= Page text =

Background Lupus nephritis (LN) is a major organ manifestation of Systemic Lupus Erythematosus (SLE). Renal biopsy is the current gold standard for assessment of renal pathology in LN, as non-invasive reliable markers are lacking. Ferritin is found in most tissues as a cytosolic protein that stores iron. Small amounts are secreted into the serum, where ferritin functions as an iron carrier. Ferritin is considered an acute phase protein, as it increases in response to stresses. Studies have reported elevated serum concentrations in patients with active compared to patients with inactive SLE, and also associations with LN.

Objectives We assessed serum ferritin levels in patients with LN, in order to clarify its role in this SLE subset.

Methods Serum levels of ferritin were determined by ELISA (Raybiotech Inc.) in 64 patients with biopsy-proven active LN (52 proliferative LN, PLN; 12 membranous LN, MLN), before and after completion of induction treatment. Post-treatment renal biopsies were performed after a median time of 7.7 months. Clinical responders (CR) were defined by ≥50% reduced proteinuria, normal or ≥25% improved estimated glomerular filtration rate, and inactive urinary sediment. Histopathological responders (HR) were defined by ≥50% improvement of renal Activity Index in post-treatment biopsies.

Results Serum levels of ferritin decreased following induction therapy for LN in the entire cohort (p<0.001) and in patients with PLN (p<0.001), but not in patients with MLN (p=0.35). In the entire cohort, ferritin levels decreased in both CR (p<0.001) and clinical non-responders (CNR; p=0.030). They also decreased in HR (p<0.001), but remained stable in histopathological non-responders (HNR; p=0.06). In PLN, ferritin levels decreased in CR (p<0.001) and in CNR (p=0.003), as well as in HR (p<0.001) and HNR (p=0.011). In MLN, ferritin levels decreased in CR (p=0.03) and HR (p=0.046), but neither in CNR (p=0.69) nor in HNR (p=0.89). In patients with MLN, both baseline and post-treatment ferritin levels were higher in CNR (baseline median: 172.9 ng/mL, range: 15.9–486.3; post-treatment median: 309.7 ng/mL, range: 8.4–714.8) than in CR (baseline median: 59.8 ng/mL, range: 24.4–200.9; post-treatment median: 32.3 ng/mL, range: 4.9–43.2; p=0.03 and p=0.005, respectively); however, they did not differ between HR and HNR (p=0.79 and p=0.43, respectively).

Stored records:
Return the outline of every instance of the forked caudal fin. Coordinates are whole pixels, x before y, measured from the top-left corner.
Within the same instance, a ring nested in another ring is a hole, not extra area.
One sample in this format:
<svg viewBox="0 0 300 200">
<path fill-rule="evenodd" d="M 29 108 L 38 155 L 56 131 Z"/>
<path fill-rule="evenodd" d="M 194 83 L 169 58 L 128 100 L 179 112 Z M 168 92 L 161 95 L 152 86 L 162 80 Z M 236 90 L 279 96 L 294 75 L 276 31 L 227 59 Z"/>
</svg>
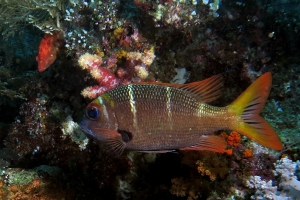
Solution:
<svg viewBox="0 0 300 200">
<path fill-rule="evenodd" d="M 267 72 L 252 83 L 231 105 L 228 112 L 238 120 L 230 127 L 266 147 L 282 150 L 278 135 L 259 113 L 264 108 L 272 85 L 272 75 Z"/>
</svg>

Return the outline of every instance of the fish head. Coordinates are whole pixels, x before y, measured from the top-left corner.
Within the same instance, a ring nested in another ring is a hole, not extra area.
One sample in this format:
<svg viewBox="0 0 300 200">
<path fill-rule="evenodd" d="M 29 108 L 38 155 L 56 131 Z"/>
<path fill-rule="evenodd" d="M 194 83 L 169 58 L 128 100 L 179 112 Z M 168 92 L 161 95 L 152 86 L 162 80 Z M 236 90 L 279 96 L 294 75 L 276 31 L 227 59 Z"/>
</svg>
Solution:
<svg viewBox="0 0 300 200">
<path fill-rule="evenodd" d="M 97 141 L 106 141 L 113 137 L 110 134 L 118 128 L 113 101 L 105 94 L 92 101 L 85 109 L 80 127 L 87 136 Z"/>
</svg>

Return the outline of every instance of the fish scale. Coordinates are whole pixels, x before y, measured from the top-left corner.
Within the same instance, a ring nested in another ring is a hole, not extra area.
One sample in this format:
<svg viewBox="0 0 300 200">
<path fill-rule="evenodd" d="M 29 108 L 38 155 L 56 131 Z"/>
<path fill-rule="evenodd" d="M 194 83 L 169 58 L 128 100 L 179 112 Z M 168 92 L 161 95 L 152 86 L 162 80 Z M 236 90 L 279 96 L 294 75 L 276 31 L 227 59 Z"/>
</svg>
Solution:
<svg viewBox="0 0 300 200">
<path fill-rule="evenodd" d="M 189 84 L 120 86 L 87 106 L 81 127 L 117 155 L 124 149 L 223 152 L 227 143 L 214 134 L 221 129 L 236 130 L 280 150 L 277 134 L 259 116 L 270 92 L 271 78 L 271 73 L 264 74 L 226 107 L 207 104 L 220 96 L 221 75 Z"/>
</svg>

= Using the information =
**1.** From the lupus nephritis abstract, copy the text between "Methods Serum levels" and "in post-treatment biopsies.", inclusive.
**2.** According to the lupus nephritis abstract, after what median time were the post-treatment renal biopsies performed?

= Numbered responses =
**1.**
Methods Serum levels of ferritin were determined by ELISA (Raybiotech Inc.) in 64 patients with biopsy-proven active LN (52 proliferative LN, PLN; 12 membranous LN, MLN), before and after completion of induction treatment. Post-treatment renal biopsies were performed after a median time of 7.7 months. Clinical responders (CR) were defined by ≥50% reduced proteinuria, normal or ≥25% improved estimated glomerular filtration rate, and inactive urinary sediment. Histopathological responders (HR) were defined by ≥50% improvement of renal Activity Index in post-treatment biopsies.

**2.** 7.7 months